◆ **WHAT YOU HAVE TO DO**
Filter the records below, keeping only the lines that contain the string "grass". Treat the match as case-sensitive.

══════════

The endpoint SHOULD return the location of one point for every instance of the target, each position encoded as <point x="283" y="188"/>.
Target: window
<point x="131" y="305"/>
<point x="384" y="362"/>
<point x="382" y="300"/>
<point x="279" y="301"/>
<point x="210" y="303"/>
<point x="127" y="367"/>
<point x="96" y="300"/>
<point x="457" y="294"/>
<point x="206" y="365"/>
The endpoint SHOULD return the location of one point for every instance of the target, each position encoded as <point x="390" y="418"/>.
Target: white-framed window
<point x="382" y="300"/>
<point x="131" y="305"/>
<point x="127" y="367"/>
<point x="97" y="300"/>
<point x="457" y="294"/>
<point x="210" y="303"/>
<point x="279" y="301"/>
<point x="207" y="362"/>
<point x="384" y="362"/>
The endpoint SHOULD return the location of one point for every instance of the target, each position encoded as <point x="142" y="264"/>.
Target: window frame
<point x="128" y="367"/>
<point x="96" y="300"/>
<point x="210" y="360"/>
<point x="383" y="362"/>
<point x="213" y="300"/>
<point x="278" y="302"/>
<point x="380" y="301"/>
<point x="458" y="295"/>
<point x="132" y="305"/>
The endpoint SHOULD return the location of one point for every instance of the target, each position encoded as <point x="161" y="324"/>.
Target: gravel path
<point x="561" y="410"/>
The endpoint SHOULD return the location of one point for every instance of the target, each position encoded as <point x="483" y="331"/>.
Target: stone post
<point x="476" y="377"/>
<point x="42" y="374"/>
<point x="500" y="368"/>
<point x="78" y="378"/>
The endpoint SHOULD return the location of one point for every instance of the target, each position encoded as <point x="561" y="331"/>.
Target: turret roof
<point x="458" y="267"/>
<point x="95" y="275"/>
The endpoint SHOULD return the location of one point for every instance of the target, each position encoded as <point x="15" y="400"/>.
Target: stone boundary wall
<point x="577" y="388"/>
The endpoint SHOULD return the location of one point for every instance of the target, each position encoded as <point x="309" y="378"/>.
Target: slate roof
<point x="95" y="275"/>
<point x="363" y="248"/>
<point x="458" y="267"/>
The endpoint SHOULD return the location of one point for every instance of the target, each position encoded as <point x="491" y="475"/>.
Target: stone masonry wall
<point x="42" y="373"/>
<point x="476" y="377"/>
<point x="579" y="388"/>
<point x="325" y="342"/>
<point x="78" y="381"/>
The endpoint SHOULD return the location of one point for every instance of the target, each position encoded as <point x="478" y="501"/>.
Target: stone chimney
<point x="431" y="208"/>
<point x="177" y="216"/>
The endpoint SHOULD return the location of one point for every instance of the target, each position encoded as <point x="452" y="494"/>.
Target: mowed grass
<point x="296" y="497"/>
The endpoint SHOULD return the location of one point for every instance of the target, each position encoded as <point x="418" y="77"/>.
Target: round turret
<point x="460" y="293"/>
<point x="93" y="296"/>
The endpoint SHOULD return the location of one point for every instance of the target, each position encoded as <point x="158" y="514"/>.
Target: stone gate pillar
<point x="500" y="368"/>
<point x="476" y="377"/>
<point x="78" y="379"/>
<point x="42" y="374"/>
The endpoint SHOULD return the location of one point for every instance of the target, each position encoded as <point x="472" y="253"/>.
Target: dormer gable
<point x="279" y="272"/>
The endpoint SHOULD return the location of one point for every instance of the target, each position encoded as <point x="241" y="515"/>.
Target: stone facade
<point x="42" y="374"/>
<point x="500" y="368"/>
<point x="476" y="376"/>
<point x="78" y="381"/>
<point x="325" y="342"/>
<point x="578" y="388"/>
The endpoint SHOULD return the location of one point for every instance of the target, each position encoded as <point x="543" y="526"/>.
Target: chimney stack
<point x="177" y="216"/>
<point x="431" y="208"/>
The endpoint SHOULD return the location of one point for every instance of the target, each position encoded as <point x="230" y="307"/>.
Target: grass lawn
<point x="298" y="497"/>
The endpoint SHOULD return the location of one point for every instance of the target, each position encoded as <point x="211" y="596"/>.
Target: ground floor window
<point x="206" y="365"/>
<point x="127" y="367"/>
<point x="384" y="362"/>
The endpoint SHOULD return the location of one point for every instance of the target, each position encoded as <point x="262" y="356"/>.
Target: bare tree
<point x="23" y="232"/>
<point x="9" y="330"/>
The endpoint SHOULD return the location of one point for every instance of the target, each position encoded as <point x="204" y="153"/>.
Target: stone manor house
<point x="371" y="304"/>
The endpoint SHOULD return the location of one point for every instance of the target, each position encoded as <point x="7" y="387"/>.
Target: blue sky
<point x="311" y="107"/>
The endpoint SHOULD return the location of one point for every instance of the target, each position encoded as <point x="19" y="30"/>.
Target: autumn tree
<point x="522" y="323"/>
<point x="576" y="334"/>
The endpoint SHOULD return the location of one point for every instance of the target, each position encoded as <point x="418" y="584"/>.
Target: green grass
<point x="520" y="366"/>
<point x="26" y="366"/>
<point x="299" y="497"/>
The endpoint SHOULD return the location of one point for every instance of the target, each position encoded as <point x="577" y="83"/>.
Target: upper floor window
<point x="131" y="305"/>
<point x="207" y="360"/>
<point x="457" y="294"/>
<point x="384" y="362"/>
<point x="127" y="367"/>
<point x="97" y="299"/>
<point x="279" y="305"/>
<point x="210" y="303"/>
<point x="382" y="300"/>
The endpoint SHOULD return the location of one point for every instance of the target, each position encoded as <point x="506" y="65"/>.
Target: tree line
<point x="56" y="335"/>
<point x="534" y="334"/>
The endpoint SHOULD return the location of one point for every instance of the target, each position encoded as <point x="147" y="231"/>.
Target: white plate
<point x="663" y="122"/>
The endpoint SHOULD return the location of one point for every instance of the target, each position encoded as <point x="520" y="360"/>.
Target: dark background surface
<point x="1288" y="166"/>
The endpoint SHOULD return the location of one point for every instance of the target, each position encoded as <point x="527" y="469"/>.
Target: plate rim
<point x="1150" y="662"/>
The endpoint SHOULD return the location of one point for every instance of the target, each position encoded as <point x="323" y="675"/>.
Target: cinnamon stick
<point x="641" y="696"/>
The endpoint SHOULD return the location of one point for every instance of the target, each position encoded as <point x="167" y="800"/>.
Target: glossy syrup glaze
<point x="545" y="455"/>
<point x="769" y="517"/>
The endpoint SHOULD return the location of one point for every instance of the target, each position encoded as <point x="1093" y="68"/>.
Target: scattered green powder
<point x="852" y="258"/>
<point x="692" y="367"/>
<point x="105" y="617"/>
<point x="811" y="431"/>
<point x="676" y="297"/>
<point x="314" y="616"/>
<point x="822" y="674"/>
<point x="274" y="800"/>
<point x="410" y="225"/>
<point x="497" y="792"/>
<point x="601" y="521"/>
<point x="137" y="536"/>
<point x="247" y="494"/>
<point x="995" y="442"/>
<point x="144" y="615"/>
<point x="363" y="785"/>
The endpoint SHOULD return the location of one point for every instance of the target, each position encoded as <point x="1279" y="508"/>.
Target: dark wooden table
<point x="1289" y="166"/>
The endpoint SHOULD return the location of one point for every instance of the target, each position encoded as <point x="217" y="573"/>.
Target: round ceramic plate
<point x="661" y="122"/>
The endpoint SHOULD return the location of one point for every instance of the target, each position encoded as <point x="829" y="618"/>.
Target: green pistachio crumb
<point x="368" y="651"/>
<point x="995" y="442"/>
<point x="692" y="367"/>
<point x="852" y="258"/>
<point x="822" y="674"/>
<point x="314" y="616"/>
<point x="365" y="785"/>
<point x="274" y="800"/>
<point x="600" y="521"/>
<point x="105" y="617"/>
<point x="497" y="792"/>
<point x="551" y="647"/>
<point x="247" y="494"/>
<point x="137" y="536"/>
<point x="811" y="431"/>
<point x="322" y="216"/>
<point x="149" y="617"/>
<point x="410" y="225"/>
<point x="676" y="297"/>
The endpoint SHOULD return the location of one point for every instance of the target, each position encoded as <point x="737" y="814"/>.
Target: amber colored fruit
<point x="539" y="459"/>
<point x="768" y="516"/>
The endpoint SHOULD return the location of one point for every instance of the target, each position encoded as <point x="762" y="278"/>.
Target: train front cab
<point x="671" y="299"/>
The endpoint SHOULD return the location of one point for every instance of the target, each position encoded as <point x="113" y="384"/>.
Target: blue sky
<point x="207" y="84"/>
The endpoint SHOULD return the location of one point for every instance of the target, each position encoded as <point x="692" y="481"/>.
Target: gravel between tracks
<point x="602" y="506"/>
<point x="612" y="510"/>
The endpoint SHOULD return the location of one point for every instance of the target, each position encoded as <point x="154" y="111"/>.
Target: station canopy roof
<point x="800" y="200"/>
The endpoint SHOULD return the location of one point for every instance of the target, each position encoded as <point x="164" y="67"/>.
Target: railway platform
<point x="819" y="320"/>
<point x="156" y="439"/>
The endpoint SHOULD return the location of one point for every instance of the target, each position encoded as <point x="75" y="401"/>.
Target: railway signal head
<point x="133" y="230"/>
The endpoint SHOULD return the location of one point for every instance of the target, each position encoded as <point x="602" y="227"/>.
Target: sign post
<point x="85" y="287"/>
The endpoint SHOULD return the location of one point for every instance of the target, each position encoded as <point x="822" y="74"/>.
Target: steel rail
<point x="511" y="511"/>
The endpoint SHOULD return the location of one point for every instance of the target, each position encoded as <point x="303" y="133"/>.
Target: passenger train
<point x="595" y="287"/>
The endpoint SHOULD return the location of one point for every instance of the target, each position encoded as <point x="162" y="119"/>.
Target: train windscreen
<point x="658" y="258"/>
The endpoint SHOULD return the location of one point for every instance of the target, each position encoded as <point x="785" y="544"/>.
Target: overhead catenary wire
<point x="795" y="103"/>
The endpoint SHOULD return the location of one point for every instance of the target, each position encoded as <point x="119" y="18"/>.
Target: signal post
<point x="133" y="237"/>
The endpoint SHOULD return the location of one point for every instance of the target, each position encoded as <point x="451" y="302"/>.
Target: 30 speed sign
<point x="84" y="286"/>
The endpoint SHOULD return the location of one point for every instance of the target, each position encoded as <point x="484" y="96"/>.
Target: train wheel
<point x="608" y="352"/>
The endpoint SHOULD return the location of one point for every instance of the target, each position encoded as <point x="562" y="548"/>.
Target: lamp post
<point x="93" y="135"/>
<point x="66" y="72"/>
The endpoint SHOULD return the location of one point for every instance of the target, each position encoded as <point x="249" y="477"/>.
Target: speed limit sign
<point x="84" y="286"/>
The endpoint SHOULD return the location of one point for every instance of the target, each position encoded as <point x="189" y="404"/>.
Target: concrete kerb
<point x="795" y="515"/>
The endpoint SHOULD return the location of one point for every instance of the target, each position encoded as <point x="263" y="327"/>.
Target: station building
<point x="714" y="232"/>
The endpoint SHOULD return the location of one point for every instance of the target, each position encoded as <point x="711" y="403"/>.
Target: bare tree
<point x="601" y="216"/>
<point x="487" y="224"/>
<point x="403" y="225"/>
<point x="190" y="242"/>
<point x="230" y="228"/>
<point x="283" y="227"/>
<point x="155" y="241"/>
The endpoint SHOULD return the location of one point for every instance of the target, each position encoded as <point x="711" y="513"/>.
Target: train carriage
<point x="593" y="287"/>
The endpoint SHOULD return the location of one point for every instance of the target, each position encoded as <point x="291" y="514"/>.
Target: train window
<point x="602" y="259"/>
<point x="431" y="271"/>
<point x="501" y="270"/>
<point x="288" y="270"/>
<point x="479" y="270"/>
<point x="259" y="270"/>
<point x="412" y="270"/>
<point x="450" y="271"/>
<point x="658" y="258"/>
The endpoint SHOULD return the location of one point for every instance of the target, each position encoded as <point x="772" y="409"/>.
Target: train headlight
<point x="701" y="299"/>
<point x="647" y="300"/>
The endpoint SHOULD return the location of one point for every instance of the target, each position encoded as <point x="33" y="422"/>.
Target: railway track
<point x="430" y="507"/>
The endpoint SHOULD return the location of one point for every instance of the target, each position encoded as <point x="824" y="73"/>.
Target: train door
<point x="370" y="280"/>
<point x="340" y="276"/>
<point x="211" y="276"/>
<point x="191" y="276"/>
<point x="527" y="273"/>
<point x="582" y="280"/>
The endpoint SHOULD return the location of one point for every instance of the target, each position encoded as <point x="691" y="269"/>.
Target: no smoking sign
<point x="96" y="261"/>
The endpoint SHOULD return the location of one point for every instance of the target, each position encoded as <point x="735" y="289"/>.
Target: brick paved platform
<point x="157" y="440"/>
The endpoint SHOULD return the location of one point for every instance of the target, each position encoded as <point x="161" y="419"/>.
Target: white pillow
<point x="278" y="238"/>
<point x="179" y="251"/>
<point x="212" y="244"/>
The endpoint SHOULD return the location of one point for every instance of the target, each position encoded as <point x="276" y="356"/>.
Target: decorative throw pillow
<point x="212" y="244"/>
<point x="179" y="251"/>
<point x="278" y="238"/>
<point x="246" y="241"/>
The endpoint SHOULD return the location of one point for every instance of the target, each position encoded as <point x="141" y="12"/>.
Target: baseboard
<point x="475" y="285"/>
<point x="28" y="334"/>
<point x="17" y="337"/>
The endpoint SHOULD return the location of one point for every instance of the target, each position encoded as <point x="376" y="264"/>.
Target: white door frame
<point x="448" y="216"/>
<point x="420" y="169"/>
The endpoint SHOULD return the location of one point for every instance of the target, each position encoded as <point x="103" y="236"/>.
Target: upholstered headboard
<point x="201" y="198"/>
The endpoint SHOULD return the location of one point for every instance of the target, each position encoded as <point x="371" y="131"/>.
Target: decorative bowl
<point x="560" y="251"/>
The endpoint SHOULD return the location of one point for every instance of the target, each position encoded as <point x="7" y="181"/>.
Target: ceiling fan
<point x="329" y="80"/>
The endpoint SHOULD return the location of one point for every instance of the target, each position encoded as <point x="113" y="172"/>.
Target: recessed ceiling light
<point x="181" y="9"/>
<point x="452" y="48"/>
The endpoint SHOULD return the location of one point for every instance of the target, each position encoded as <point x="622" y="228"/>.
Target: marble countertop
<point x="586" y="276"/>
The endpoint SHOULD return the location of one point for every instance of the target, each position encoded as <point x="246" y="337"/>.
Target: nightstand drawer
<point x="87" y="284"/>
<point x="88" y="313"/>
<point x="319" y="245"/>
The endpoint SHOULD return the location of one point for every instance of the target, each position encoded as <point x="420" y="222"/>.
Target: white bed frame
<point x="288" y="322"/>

══════════

◆ **EXERCISE OUTPUT**
Target: mowed grass
Target: grass lawn
Target: green grass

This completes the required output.